━━━ DOKUMEN

Berita
Perbedaan dan Persamaan Nikah Permanen (Da’im) dengan Nikah Mut’ah
Ulama Ahlusunah tidak mungkin menganggap mut’ah sebagai zina, karena beberapa alasan sebagai berikut:
- Nabi Saw pernah menghalalkan nikah mut’ah. Seandainya Nabi benar pernah mengharamkan nikah mut’ah, dan kemudian mut’ah dianggap sebagai zina, maka berarti Nabi Saw dituduh menghalalkan zina.
- Ahlusunah dan Syiah bersepakat bahwa nikah pada dasarnya adalah mut’ah karena Alquran menggunakannya sebagai sinonim nikah dan zawaj.
- Ahlusunah dan Syiah bersepakat bahwa nikah adalah mut’ah / istimta’ (bersenang-senang atau mencari menikmati) karena pastilah tujuan nikah adalah bersenang-senang. Tak seorang pun menikah untuk menderita.
- Ahlusunah dan Syiah bersepakat bahwa nikah / mut’ah pada dasarnya berjangka karena setiap pernikahan pasti berakhir dan ikatannya tidak abadi bila bercerai atau salah satu pasangan wafat. Karena itu, bila cerai atau wafat, salah satu pasangan tidak lagi dianggap sebagai suami atau istri, sehingga diperbolehkan untuk nikah lagi bila telah memenuhi syarat-syarat yang ditetapkan. Berdasarkan dalil-dalil yang termaktub dalam kitab-kitab riwayat yang dijadikan sebagai sumber penetapan hukum fikihnya, juga disebutkan dalam kitab-kitab riwayat Ahlusunah, fikih Syiah menetapkan jangka ketiga berdasarkan kesepakatan awal yang disebutkan secara sadar dalam akad.
- Ahlusunah dan Syiah bersepakat bahwa mut’ah dengan jangka waktu yang direncanakan bukan zina karena Nabi Saw memperbolehkannya. Hanya saja, Ahlusunah, berpedoman pada sejumlah riwayat yang diandalkannya, menganggap hukum mubah dan halal yang ditetapkan atas mut’ah dengan batas waktu itu telah dicabut. Sedangkan Syiah, karena berpedoman pada riwayat-riwayat yang diyakininya benar berdasarkan mekanisme periwayatan dan penyimpulan hukum atau istinbathnya, menganggap hukum mubah dan halalnya berlaku hingga hari kiamat.

━━━━━━

● **KETENTUAN TUGAS**
- a) Menurut tulisan tentang nikah permanen dan nikah mut’ah, sampai kapan Syiah menganggap hukum mubah dan halal mut’ah tetap berlaku?
- b) Teruskan tulisan tentang nikah permanen dan nikah mut’ah, mulai setelah kalimat terakhirnya.

━━━ DATA YANG DIBERIKAN

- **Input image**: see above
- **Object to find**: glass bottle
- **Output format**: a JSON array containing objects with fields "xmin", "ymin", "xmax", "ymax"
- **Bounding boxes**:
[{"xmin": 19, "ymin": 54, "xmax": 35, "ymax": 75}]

━━━━━━

● **JAWABAN TUGAS**
- a) Hingga hari kiamat.

- b)
Syarat-syarat Nikah Mut’ah
Tentu, meyakini kehalalannya tidak niscaya membenarkan setiap praktik nikah berjangka waktu secara serampangan tanpa memperhatikan dan mematuhi asas kemaslahatan, kepatutan dan asas-asas etika dan konteks yang berbeda-beda sesuai waktu dan tempatnya. Boleh jadi, meski secara fikih menurut Syiah, mut’ah atau nikah berjangka waktu mubah namun praktiknya harus memenuhi sejumlah syarat kemubahannya, yang apabila salah satu syarat kemubahannya tidak terpenuhi, ia bisa bergeser menjadi tidak mubah bahkan bisa dianggap zina. Ini juga berlaku atas nikah non berjangka waktu alias nikah permanen.
Berikut sebagian dari syarat-syarat kemubahan mut’ah yang secara umum disepakati oleh sebagian besar atau bahkan seluruh ulama Syiah:
- Sebagaimana ditetapkan dalam nikah tak berjangka waktu, penentu siapa yang menjadi suaminya adalah hak wanita atau calon istri. Artinya, izin atau restu wali tidak secara serta merta menjadikan wali berhak menentukan siapa calon suami atau calon istri.
- Sebagaimana ditetapkan dalam nikah tak berjangka waktu, penentuan jumlah dan nilai mahar merupakan hak wanita atau calon istri. Artinya, tuduhan bahwa nikah berjangka waktu ini merendahkan wanita tertolak, karena pihak yang menentukan terlaksana dan tidak terlaksananya adalah wanita atau calon istri. Bila jumlah mahar yang diminta dan ditetapkan wanita tidak dipenuhi oleh calon suami, maka secara niscaya nikah batal atau tidak terlaksana.
Tak dapat dimungkiri bahwa institusi perkawinan mut’ah seringkali disalahpahami, baik oleh yang tidak dapat menerimanya, maupun oleh yang menerimanya. Khusus terkait dengan kelompok yang menerimanya, juga tak dapat dimungkiri adanya penyelewengan-penyelewengan dan praktik-praktik yang tak dapat dibenarkan. Namun, hal ini tentunya tak serta-merta membatalkan keabsahannya. Karena, sesungguhnya, bukan hanya mut’ah yang terbuka bagi penyelewengan, melainkan juga aturan-aturan syariat lainnya. Bahkan, bukan tidak mungkin institusi perkawinan biasa (permanen, daim) tak jarang diwarnai oleh praktik yang bertentangan dengan syariat.
Antara Nikah Permanen (Da’im) dan Nikah Mut’ah
Tidak seperti dihembuskan oleh sementara orang, nikah mut’ah sama sekali tak sama dengan pelacuran terselubung. Nikah mut’ah memiliki banyak persamaan dengan nikah permanen (da’im).
Persamaan
- Status Anak
Anak-anak yang lahir dari pasangan perkawinan mut’ah sama sekali tidak ada bedanya dengan anak-anak yang lahir dari pasangan perkawinan permanen. - Mahar adalah juga sebuah prasyarat dalam sebuah perkawinan permanen maupun dalam sebuah perkawinan mut’ah.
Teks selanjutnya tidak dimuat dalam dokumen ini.